- **YOUR TASK**
Please reproduce the data below word for word, leaving out the picture.

(Data entries)
::::
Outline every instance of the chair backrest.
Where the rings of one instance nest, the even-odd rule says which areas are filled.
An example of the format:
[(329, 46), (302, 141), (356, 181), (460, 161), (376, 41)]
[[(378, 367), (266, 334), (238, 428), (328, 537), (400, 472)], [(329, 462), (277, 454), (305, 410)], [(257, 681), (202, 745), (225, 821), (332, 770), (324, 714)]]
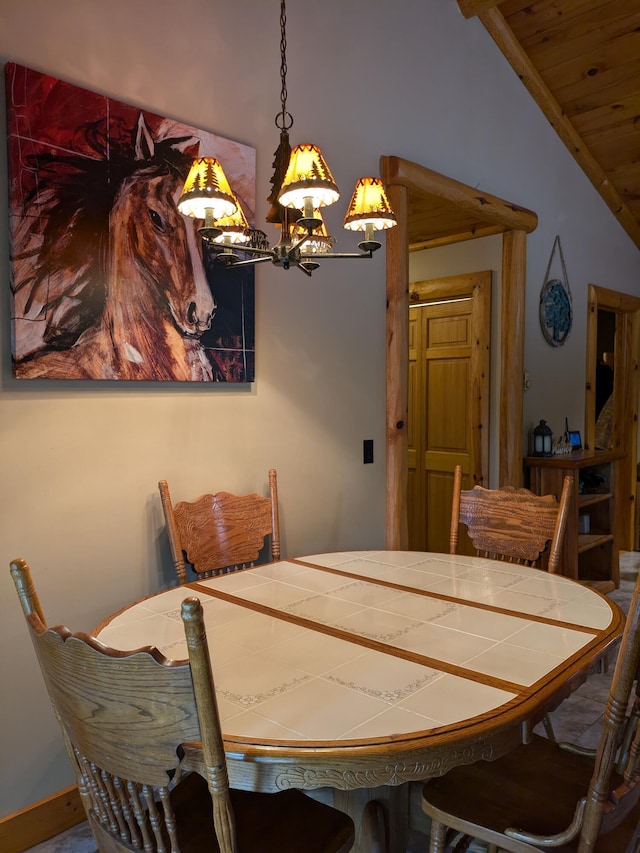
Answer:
::::
- **FULL OUTPUT**
Outline every instance of the chair backrest.
Where the rings of one instance nest, the even-odd rule says which areas are filled.
An example of the format:
[(329, 46), (302, 141), (356, 181), (460, 161), (376, 41)]
[[(378, 367), (266, 334), (238, 428), (328, 537), (400, 472)], [(329, 462), (277, 454), (305, 410)], [(257, 681), (202, 745), (225, 821), (332, 770), (324, 714)]]
Answer:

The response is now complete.